> [Teks Kutipan]:
Pendapat Pertama, Mereka yang mengharamkan main catur.
Mereka
adalah jumhur ulama dari kalangan al-Hanafiyah, al-Hanabilah dan
sebagian riwayat pendapat Imam Malik. Ulama al-Hanafiyah menetapkan
bahwa permainan catur itu hukumnya makruh baik main dadu atau catur.
Sedangkan bila permainan itu bercampur dengan unsur judi, atau dilakukan
secara rutin atau bahkan sampai meninggalkan pekerjaan yang wajib, maka
hukumnya menjadi haram secara ijma`.
Sedangkan
al-Malikiyah mengatakan bahwa permainan tersebut tidak ada kebaikan di
dalamnya, hingga sampai pada titik dimana orang yang bermain catur tidak
bisa diterima kesaksiannya. Al-Hanabilah mengatakan, bahwa permainan
catur itu hukumnya haram secara mutlak.
Pendapat Kedua, Mereka yang mengatakan makruh
Pendapat
ini didukung oleh para ulama asy-Syafi`iyyah dan para pengikutnya.
Hanya saja Imam al-Ghazali mengatakan bahwa hal-hal tersebut menjadi
makruh bila dilakukan secara rutin.
Pendapat Ketiga, Mereka yang mengatakan boleh.
Ini
adalah pendapat para tabi’in besar dan juga riwayat dari Abi Yusuf dari
al-Hanafiyah dan mereka memberikan alasan jika permainan itu
dimaksudkan untuk melatih otak.
Al-Hafidz
Ibnul-Bar berkata, bahwa pendapat jumhur fuqoha tentang catur adalah
bahwa orang yang memainkannya tanpa ada unsur judi dan
dilakukan secara tertutup bersama keluarga sekali dalam sebulan atau
setahun dan juga tidak diketahui oleh orang lain maka hukumnya dimaafkan
dan tidak haram atau tidak makruh.

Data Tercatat
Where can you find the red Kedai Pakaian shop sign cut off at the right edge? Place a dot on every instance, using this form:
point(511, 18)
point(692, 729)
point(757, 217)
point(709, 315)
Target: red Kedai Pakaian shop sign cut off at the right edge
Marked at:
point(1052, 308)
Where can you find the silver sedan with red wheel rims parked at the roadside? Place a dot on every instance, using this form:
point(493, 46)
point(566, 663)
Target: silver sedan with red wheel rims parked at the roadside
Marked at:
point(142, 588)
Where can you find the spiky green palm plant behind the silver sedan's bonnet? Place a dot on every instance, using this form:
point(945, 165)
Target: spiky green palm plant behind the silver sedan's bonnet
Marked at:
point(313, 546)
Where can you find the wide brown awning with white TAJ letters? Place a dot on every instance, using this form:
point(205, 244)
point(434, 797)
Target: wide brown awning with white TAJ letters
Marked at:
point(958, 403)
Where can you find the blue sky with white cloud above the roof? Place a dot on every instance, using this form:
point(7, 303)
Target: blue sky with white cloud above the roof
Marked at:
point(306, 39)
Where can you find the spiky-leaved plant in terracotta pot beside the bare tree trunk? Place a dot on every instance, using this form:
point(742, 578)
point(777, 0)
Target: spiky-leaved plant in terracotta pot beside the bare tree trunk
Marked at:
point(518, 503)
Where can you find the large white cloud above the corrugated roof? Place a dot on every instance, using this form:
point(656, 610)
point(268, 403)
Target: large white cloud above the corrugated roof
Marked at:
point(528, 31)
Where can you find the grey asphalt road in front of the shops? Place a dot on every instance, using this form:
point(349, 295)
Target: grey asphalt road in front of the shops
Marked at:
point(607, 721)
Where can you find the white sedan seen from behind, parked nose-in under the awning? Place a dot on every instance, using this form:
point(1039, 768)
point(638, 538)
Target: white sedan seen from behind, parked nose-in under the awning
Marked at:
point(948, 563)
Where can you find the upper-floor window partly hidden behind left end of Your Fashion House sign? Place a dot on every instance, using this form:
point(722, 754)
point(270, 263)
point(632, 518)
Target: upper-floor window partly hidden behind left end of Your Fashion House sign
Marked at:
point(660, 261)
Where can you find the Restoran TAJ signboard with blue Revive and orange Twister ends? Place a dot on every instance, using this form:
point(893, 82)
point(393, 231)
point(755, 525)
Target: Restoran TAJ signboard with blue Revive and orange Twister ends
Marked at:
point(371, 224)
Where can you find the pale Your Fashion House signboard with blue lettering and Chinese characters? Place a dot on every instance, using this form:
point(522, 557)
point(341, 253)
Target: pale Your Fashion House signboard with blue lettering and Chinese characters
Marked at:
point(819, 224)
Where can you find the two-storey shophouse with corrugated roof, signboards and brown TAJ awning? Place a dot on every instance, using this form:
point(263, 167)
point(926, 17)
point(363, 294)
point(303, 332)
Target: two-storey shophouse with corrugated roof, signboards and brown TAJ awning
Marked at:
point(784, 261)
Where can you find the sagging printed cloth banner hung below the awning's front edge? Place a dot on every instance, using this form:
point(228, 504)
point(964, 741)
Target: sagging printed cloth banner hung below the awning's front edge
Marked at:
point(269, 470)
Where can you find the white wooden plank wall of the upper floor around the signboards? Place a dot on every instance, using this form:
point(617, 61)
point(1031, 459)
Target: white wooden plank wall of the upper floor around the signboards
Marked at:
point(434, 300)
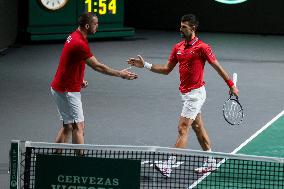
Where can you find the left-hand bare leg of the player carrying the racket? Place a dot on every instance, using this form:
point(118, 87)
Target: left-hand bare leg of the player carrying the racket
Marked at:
point(183, 131)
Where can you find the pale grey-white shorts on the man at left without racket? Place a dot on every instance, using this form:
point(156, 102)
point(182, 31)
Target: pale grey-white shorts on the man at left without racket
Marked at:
point(69, 106)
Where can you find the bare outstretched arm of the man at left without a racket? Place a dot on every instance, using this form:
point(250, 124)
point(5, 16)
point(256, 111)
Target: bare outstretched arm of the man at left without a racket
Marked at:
point(104, 69)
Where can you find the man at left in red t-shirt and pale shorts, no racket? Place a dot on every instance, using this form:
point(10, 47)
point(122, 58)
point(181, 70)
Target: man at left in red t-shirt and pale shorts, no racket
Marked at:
point(69, 79)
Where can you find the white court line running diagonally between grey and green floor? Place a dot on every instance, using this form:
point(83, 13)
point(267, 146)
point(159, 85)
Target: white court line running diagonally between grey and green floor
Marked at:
point(239, 147)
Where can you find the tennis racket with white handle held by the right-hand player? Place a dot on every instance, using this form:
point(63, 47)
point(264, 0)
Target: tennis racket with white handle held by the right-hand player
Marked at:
point(232, 108)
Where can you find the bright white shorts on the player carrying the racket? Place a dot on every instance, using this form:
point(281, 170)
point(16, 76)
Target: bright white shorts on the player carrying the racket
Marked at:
point(192, 102)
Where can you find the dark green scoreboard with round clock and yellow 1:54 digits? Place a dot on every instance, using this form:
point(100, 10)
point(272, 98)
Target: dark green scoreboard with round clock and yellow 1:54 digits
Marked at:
point(56, 19)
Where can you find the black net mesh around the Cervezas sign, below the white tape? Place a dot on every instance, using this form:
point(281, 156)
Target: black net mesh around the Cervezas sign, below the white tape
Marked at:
point(176, 169)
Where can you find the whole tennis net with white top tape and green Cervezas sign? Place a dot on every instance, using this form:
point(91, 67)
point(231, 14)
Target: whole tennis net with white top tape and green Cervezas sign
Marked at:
point(152, 167)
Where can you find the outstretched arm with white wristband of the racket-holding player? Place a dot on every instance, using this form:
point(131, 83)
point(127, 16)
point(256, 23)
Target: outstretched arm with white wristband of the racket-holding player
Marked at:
point(157, 68)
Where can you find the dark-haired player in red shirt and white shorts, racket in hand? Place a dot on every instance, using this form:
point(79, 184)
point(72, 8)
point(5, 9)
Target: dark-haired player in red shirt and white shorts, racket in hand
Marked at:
point(191, 55)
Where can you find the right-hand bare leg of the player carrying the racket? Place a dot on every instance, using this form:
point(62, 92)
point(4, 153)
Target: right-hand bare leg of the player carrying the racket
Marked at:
point(201, 133)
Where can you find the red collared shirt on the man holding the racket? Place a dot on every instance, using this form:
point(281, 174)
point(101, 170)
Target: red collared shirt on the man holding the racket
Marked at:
point(191, 57)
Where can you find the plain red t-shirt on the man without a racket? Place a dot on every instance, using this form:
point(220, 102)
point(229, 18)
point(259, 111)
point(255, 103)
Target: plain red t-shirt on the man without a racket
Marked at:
point(71, 69)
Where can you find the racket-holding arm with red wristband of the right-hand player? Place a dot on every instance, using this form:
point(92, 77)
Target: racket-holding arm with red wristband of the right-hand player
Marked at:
point(222, 72)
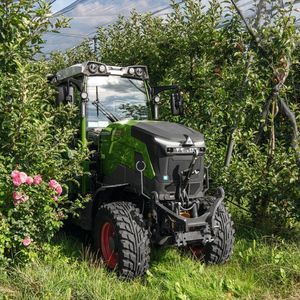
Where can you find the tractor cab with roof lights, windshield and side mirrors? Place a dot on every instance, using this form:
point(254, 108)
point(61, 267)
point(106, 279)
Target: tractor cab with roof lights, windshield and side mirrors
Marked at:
point(109, 94)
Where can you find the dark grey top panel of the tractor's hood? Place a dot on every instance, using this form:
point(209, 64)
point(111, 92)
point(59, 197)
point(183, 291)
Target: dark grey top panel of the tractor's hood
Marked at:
point(167, 134)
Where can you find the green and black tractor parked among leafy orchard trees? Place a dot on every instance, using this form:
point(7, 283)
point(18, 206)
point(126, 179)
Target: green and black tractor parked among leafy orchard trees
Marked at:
point(148, 180)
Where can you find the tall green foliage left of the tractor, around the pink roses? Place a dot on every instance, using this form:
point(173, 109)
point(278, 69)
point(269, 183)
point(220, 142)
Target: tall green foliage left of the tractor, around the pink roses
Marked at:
point(36, 137)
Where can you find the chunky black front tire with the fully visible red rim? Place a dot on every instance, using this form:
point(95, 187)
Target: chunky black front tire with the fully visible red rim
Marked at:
point(131, 246)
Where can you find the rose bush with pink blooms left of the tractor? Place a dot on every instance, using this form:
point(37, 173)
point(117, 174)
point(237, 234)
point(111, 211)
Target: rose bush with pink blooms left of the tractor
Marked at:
point(33, 208)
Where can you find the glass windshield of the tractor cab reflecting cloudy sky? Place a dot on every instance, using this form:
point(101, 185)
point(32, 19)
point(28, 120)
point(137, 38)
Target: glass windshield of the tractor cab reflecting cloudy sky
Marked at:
point(124, 98)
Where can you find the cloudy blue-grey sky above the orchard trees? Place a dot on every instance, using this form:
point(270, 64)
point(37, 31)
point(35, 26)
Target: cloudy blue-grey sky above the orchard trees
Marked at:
point(87, 15)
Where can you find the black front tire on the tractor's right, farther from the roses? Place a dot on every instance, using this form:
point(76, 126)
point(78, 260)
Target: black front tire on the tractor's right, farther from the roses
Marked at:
point(220, 249)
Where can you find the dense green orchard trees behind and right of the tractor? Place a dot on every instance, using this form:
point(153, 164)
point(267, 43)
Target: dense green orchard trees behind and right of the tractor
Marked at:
point(226, 80)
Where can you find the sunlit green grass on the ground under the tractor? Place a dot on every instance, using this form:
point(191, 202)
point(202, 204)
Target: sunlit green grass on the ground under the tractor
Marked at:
point(262, 267)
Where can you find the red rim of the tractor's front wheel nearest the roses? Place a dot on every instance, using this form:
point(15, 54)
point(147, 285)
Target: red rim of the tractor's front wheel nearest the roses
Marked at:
point(108, 245)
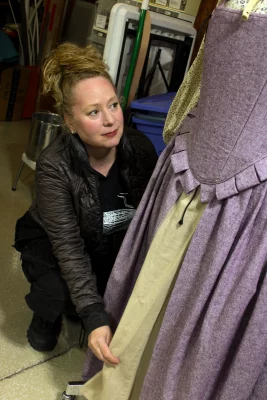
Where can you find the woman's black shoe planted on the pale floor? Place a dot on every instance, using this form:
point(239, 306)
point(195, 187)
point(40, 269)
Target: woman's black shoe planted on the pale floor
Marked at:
point(43, 335)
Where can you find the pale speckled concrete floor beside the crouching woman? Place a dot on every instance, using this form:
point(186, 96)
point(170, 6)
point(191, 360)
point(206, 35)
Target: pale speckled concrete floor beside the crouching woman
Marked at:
point(25, 374)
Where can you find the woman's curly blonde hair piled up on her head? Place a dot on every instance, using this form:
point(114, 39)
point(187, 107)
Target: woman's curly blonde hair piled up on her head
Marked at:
point(66, 66)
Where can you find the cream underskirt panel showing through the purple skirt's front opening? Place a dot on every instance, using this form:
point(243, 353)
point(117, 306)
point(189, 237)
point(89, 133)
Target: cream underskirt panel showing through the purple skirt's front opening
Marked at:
point(138, 329)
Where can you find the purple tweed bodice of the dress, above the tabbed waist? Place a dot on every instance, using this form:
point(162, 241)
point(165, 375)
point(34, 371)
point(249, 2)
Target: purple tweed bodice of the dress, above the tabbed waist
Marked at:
point(229, 133)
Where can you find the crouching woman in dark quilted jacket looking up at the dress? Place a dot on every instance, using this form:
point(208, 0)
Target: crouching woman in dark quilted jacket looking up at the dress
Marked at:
point(88, 185)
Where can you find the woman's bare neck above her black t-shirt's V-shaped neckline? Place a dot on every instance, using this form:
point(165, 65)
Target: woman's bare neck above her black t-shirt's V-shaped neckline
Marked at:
point(101, 160)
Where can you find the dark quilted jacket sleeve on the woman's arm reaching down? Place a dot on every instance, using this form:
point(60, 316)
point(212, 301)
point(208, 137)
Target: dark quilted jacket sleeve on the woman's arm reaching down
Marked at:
point(55, 205)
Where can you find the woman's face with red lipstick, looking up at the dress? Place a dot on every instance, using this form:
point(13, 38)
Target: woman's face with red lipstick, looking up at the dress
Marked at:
point(97, 115)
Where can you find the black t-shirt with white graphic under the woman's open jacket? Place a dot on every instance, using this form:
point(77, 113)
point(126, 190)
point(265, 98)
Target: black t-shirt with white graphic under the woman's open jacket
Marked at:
point(117, 215)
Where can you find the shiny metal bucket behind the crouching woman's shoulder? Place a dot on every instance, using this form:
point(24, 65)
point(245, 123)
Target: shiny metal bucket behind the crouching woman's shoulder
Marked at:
point(45, 127)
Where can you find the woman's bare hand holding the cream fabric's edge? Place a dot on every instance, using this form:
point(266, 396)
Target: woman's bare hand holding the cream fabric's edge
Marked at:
point(98, 341)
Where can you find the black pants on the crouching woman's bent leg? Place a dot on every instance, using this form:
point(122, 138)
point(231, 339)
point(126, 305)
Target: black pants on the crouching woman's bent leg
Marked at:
point(49, 296)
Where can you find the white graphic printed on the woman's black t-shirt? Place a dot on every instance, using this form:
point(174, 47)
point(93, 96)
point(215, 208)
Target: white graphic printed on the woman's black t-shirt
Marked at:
point(117, 220)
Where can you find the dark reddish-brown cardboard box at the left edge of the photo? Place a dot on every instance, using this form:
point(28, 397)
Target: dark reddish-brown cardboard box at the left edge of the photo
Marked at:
point(13, 89)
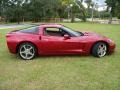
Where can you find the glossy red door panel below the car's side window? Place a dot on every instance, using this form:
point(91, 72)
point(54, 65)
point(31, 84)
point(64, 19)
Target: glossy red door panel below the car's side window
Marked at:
point(59, 45)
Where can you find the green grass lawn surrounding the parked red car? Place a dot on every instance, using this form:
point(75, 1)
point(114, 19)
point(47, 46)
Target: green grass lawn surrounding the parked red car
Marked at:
point(62, 73)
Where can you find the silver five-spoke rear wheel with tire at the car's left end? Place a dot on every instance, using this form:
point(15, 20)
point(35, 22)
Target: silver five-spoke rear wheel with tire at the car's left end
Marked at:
point(27, 51)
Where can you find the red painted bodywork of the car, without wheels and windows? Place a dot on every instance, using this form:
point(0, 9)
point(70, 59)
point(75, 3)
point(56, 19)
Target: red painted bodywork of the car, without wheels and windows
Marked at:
point(54, 45)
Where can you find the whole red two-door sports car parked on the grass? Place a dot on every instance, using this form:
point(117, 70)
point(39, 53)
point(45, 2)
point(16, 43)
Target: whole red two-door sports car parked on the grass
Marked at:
point(55, 39)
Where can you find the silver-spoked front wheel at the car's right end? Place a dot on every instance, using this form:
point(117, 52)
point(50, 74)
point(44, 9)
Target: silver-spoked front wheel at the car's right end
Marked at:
point(99, 49)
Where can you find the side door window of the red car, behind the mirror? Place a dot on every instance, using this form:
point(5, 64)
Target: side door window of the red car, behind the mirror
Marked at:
point(52, 32)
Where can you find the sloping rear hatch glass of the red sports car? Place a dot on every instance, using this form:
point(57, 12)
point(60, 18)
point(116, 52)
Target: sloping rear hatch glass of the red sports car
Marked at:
point(31, 30)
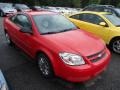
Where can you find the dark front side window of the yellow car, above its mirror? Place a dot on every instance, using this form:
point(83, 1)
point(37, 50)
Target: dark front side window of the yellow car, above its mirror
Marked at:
point(92, 18)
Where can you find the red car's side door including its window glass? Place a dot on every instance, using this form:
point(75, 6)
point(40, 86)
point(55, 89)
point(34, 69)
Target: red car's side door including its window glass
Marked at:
point(24, 40)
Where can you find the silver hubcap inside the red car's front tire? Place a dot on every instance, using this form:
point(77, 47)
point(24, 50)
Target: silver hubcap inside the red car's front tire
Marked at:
point(43, 66)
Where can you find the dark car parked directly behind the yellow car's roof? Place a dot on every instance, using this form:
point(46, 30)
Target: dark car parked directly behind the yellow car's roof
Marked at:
point(103, 8)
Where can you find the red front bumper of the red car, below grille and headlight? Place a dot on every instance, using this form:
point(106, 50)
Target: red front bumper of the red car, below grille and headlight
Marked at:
point(84, 72)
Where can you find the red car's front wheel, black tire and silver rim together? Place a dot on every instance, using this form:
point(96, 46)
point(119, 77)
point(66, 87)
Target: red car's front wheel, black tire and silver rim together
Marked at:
point(45, 66)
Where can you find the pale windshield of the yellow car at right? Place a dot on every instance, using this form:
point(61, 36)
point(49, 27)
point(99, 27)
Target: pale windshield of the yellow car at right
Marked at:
point(113, 19)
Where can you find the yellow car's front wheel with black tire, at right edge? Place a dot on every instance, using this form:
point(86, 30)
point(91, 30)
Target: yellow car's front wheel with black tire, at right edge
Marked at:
point(115, 45)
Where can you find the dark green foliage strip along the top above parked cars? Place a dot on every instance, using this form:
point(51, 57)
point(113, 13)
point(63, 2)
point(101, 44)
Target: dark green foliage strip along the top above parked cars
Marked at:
point(66, 3)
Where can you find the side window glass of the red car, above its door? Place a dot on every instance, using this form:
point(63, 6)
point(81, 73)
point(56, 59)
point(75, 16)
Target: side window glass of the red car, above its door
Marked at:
point(22, 20)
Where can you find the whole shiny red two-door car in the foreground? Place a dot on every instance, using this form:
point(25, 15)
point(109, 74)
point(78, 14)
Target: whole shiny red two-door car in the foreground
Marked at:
point(60, 48)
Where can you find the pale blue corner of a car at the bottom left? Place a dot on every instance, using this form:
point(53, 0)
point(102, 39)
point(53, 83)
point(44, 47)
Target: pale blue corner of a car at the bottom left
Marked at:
point(3, 82)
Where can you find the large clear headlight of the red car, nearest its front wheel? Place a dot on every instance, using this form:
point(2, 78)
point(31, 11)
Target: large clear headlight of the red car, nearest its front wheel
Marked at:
point(71, 59)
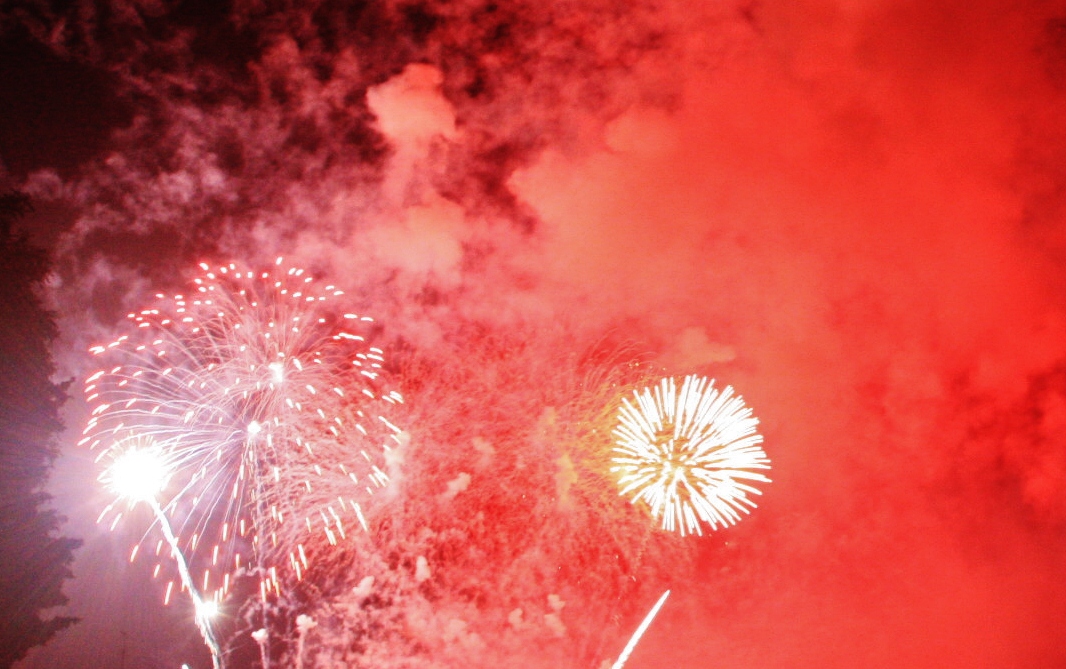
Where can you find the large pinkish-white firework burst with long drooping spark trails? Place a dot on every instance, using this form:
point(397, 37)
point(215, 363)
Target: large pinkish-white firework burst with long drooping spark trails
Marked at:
point(266, 410)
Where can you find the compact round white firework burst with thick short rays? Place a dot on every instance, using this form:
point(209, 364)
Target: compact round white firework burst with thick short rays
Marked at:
point(688, 454)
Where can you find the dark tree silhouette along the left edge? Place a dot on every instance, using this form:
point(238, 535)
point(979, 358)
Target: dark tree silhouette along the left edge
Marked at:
point(35, 561)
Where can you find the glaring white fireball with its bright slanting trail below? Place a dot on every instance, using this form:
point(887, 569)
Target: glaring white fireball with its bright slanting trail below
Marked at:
point(139, 474)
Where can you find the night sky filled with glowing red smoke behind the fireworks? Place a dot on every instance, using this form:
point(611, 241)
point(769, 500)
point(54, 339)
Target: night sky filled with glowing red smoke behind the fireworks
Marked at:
point(853, 214)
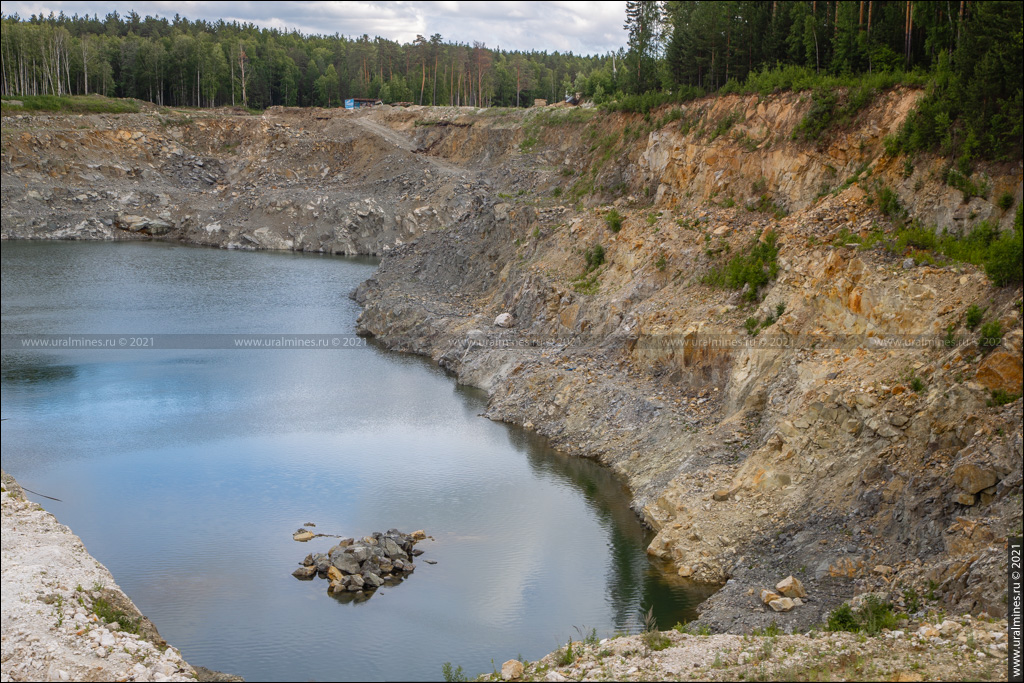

> [Yang Diminta]:
Tolong tuliskan kembali bagian teks tentang hukum bermain catur di atas, dari "Pendapat Ketiga, Mereka" sampai "untuk melatih otak.", tanpa mengubah satu kata pun.

> [Hasil Latihan]:
Pendapat Ketiga, Mereka yang mengatakan boleh.
Ini
adalah pendapat para tabi’in besar dan juga riwayat dari Abi Yusuf dari
al-Hanafiyah dan mereka memberikan alasan jika permainan itu
dimaksudkan untuk melatih otak.